-- WRITTEN PROBLEM 1 --
In the message dataset notebook, which date range is selected for the daily message count plot?

-- SOURCE EXTRACT --

* start *

In [35]:
import pandas as pd
import matplotlib.pyplot as plt
from langdetect import detect
from langdetect.lang_detect_exception import LangDetectException

In [2]:
data_path = '../../data/main_dataset/main_dataset.csv'

In [3]:
df = pd.read_csv(data_path)

# General dataset statistics

In [None]:
print("DATASET STATISTICS")
print(f"{len(df)} messages")

messages_in_chats = df["chat_handle"].value_counts()
print(f"From {len(messages_in_chats)} chats")
print(f"With a mean of {messages_in_chats.mean()} messages per chat")
print(f"And a median of {messages_in_chats.median()} messages per chat")
print(f"Max messages in a chat: {messages_in_chats.max()}")

print()

forwarded = df[df["is_fwd"] == True]
print(f"Number of forwarded messages: {len(forwarded)} ({len(forwarded) / len(df) * 100:.2f}%)")

# Distribution of messages over time

In [None]:
df['message_date'] = pd.to_datetime(df['message_date'])
daily_messages = df.set_index('message_date').resample('D').size()
relevant_daily_messages = daily_messages['2024-09-19':'2024-09-28']
relevant_daily_messages.plot(kind='bar', figsize=(12, 6))

ax = relevant_daily_messages.plot(kind='bar', figsize=(12, 6))
ax.set_xlabel("Date")
ax.set_ylabel("Message Count")
ax.set_xticklabels([d.strftime('%m-%d') for d in relevant_daily_messages.index], rotation=45, ha='right')
plt.show()

# Language distribution

In [37]:
def detect_row_lang(text):
  if pd.isna(text):
    return None
  
  text = str(text)

  try:
    return detect(text)
  except LangDetectException:
    return None

df["language"] = df["message_text"].apply(lambda x: detect_row_lang(x))

In [None]:
other_cutoff = 500

lang_counts = df["language"].value_counts(dropna=False)
other_count = lang_counts[lang_counts < 500].sum()
lang_counts = lang_counts[lang_counts >=500]
lang_counts["other"] = other_count
lang_counts.rename({
  None: "unclear/mixed",
  "en": "english",
  "de": "german",
  "ru": "russian",
  "it": "italian",
  }, inplace=True)

display(lang_counts)
ax = lang_counts.plot(kind='pie', figsize=(12, 6))
ax.set_ylabel("")

* end *

Detection annotation records:
* start *

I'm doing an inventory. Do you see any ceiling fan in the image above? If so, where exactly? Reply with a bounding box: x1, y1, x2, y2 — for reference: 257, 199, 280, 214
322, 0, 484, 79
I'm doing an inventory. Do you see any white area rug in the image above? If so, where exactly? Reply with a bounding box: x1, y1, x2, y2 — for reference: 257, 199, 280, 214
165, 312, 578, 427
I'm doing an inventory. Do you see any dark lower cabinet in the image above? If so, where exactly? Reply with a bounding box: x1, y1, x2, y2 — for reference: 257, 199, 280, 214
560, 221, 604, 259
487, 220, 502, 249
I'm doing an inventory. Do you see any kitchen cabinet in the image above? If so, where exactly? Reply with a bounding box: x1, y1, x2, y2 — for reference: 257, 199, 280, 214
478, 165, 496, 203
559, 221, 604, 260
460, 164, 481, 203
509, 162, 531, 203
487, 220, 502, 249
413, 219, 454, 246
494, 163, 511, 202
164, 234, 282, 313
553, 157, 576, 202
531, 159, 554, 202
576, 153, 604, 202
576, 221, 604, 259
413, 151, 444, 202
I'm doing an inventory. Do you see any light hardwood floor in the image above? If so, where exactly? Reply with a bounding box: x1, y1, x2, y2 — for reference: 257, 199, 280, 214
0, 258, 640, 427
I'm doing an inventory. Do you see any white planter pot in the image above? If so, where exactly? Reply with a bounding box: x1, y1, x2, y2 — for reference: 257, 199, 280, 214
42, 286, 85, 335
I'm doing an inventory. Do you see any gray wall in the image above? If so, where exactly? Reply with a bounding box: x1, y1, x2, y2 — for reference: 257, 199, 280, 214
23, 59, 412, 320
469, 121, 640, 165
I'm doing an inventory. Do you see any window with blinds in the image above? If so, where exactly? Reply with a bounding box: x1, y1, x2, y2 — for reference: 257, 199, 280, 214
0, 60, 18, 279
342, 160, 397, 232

* end *

-- WRITTEN PROBLEM 2 --
Retype the records from the line containing "I'm doing an inventory. Do you see any gray" through the end of the records, including both of those ends.

-- ANSWER 1 --
From 2024-09-19 to 2024-09-28.

-- ANSWER 2 --
I'm doing an inventory. Do you see any gray wall in the image above? If so, where exactly? Reply with a bounding box: x1, y1, x2, y2 — for reference: 257, 199, 280, 214
23, 59, 412, 320
469, 121, 640, 165
I'm doing an inventory. Do you see any window with blinds in the image above? If so, where exactly? Reply with a bounding box: x1, y1, x2, y2 — for reference: 257, 199, 280, 214
0, 60, 18, 279
342, 160, 397, 232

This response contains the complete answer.